■ AIM OF THE TASK: Restate each of the lines below word for word and drop every picture.

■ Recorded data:
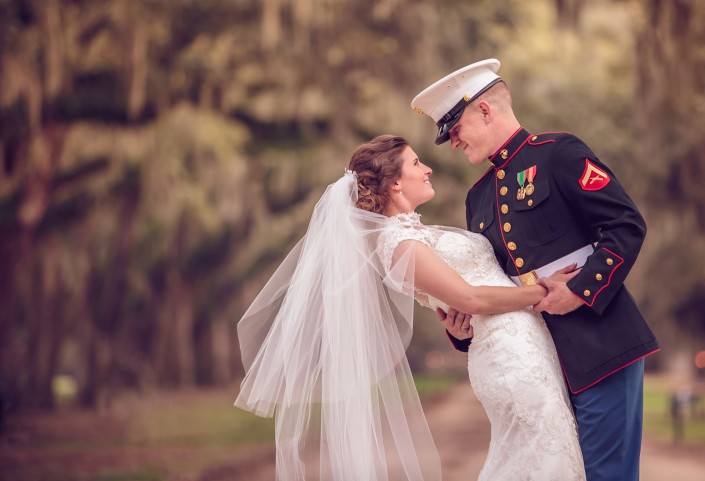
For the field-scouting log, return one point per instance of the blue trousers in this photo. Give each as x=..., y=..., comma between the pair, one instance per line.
x=610, y=416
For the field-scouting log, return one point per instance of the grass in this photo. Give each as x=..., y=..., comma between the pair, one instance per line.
x=212, y=421
x=657, y=415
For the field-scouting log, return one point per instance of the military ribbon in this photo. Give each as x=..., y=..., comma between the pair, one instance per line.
x=521, y=178
x=530, y=174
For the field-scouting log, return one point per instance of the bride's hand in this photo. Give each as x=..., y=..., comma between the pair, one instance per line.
x=565, y=274
x=456, y=323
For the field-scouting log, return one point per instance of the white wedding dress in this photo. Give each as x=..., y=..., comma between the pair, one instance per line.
x=512, y=364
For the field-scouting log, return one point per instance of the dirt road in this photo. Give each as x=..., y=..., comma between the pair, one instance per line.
x=461, y=432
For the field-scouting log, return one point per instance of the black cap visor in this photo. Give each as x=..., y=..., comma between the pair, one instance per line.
x=451, y=118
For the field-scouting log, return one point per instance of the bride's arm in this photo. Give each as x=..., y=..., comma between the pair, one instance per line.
x=433, y=276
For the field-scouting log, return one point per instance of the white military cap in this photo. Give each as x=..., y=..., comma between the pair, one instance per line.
x=445, y=100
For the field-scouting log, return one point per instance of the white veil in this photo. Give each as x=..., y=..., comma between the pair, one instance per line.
x=323, y=346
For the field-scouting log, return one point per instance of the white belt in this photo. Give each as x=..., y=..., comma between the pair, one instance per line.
x=579, y=257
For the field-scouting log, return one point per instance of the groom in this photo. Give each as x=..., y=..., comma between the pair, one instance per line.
x=545, y=202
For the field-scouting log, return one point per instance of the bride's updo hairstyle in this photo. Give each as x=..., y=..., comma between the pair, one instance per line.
x=377, y=164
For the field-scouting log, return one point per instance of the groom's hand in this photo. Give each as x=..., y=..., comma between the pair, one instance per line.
x=456, y=323
x=559, y=300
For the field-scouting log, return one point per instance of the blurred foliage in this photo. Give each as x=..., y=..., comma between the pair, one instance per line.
x=158, y=158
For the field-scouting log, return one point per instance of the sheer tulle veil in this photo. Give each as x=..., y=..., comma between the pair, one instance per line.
x=323, y=345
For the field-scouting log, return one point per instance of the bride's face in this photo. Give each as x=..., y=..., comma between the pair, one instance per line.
x=414, y=183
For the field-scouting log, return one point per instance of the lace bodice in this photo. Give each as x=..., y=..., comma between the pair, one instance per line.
x=469, y=254
x=512, y=363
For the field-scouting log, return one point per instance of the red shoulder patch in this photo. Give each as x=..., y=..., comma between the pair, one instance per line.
x=593, y=178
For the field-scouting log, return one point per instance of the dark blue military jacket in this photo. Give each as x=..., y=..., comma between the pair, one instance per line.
x=574, y=201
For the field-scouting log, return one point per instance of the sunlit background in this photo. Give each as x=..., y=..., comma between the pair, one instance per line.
x=159, y=157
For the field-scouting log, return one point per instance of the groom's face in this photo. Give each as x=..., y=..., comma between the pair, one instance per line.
x=471, y=134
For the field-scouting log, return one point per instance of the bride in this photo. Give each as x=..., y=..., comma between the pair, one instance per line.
x=324, y=342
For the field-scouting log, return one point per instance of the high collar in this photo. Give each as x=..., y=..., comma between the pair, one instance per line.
x=505, y=153
x=406, y=218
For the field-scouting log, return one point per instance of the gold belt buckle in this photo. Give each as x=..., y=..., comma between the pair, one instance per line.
x=528, y=279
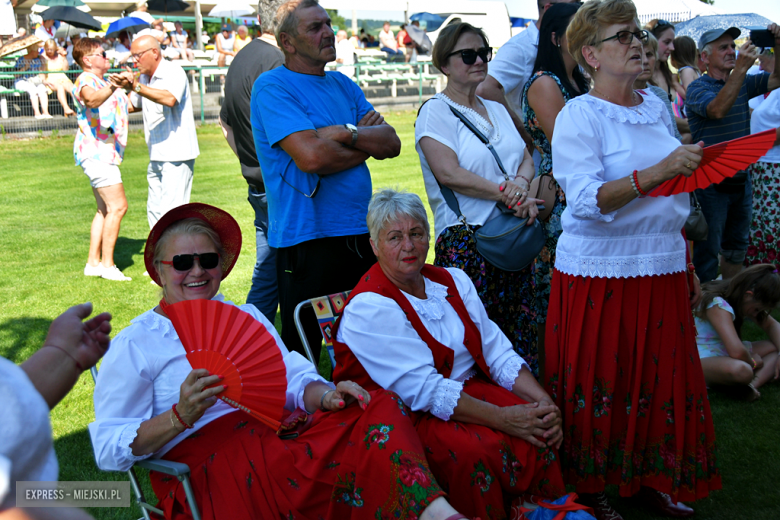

■ RESPONSE BOX:
For the field-scouting log, return one point per instance of the blue trousers in this photo. Give each as x=..., y=..., comma between the pair, one instance per line.
x=610, y=416
For the field-scouting log, return one point per instance of the grass in this photo. Give each as x=..., y=..., comma between the pair, one instance per line.
x=212, y=421
x=657, y=415
For the field-scouting log, return one point per instance of the military ribbon in this photo. Give each as x=..., y=..., comma between the pair, one instance per line.
x=521, y=178
x=530, y=174
For the field-scouting log, return one point per instance of the bride's hand in this photo. Give each as x=..., y=..., comma between the pair, one instance per line.
x=565, y=274
x=456, y=323
For the field-scouting log, return one point per instance of the white wedding dress in this photo. Give each as x=..., y=..., comma between the pair, one instance per line.
x=512, y=364
For the field-scouting log, return one point per instance of the dirt road in this photo. Give each as x=..., y=..., comma between the pair, one instance per line.
x=461, y=432
For the field-scouting log, return one point per instance of the black cap visor in this photo. Give each as x=..., y=..., comma between the pair, one instance per line.
x=451, y=118
For the field-scouting log, return one point per instance of the bride's arm in this photo. Give each as x=..., y=..., comma between the pair, one instance per line.
x=433, y=276
For the field-scouting log, return one point per instance of the white military cap in this photo. Give each as x=..., y=..., comma between the pair, one instance per line.
x=445, y=100
For the field-scouting log, return one point per instance of the white veil in this photo. Give each as x=..., y=..., comma between the pair, one instance per line.
x=323, y=346
For the field-scouting log, return one point per instance of the white belt in this photo. Give each as x=..., y=..., comma between the pair, one instance per line.
x=579, y=257
For the field-scouting log, return one point per instance of the groom in this photo. Give each as x=..., y=..., comma between the pair, one instance per line.
x=545, y=202
For the field-scouting log, return one point per instance of the bride's updo hairstyle in this photo. Give each as x=..., y=..., comma between the pair, one instance per line.
x=377, y=164
For the field-scouting log, return one point per instance of the groom's hand in this photo. Give each as x=..., y=..., comma between the pair, one instance per line.
x=456, y=323
x=559, y=300
For the field-scouting log, return one point per instance of the blurred foliage in this photo. Give each as x=..., y=..., comma between the pair, one instance per line.
x=158, y=158
For the field-scouting log, return one point per instance of the sheer tulle veil in this photo. Give each as x=..., y=..., comma between the pair, one instance per line.
x=323, y=345
For the field-scouting log, return one point per instance of the bride's face in this photo. Give each as x=..., y=..., comma between the pair, one instance per line.
x=414, y=183
For the field-scouting log, return one point per instance of the lace bodice in this photo. Give each as x=..., y=..., comma between the pair, one instance per line.
x=469, y=254
x=512, y=363
For the field-scouting log, return one point per instance of the red shoulder patch in this photo. Give each as x=..., y=..., comma between the pair, one instance per line.
x=593, y=178
For the field-scouting log, return one point per instance of the dark blue military jacket in this photo. Give each as x=..., y=..., comma between the pair, one instance per line.
x=574, y=201
For the field-scouting log, return one point per instance of the sunlit background in this photo. Give each as x=..., y=..., comma between the pair, one instance per line.
x=159, y=157
For the field-scouting log, return one point per instance of the groom's face in this photo. Give each as x=..., y=..., comma between the pair, one instance per line.
x=471, y=134
For the field-scouting log, return one point per instance of the bride in this photo. Give each as x=..., y=..., comma between the pair, one instance per line.
x=324, y=342
For the field-scouting log, return one point per instance of the high collar in this photo. Give each as x=..., y=..., comma between the pair, one instance per line.
x=505, y=153
x=406, y=218
For the field-scouting log, return one point per instance of the gold belt buckle in this photo. Give each as x=..., y=..., comma between the pair, one instance per line.
x=528, y=279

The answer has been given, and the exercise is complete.